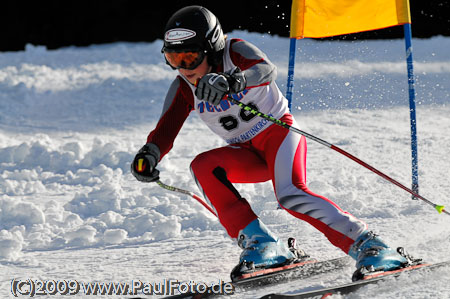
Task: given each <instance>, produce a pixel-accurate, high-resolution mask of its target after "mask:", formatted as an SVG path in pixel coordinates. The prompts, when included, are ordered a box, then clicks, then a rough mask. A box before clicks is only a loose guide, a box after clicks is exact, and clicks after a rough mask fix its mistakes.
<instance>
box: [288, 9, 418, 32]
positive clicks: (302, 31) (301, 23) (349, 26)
mask: <svg viewBox="0 0 450 299" xmlns="http://www.w3.org/2000/svg"><path fill="white" fill-rule="evenodd" d="M406 23H411V14H410V11H409V0H293V1H292V10H291V34H290V35H291V38H304V37H312V38H320V37H328V36H335V35H342V34H349V33H355V32H361V31H369V30H375V29H381V28H386V27H391V26H396V25H401V24H406Z"/></svg>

═══

(DIRECTIONS): Your task is to copy each line of the data above that holds "instance".

(WRITTEN ANSWER):
Task: given each <instance>, produce a pixel-accurate, high-resolution mask of its target after "mask:", formatted as an SVG path in pixel coordinates. The prompts, when included, are ordered a box, then clicks, then a rough mask. A box before clicks is only a loose guide, a box after clicks is exact, and clicks after a rough mask fix its mistakes.
<instance>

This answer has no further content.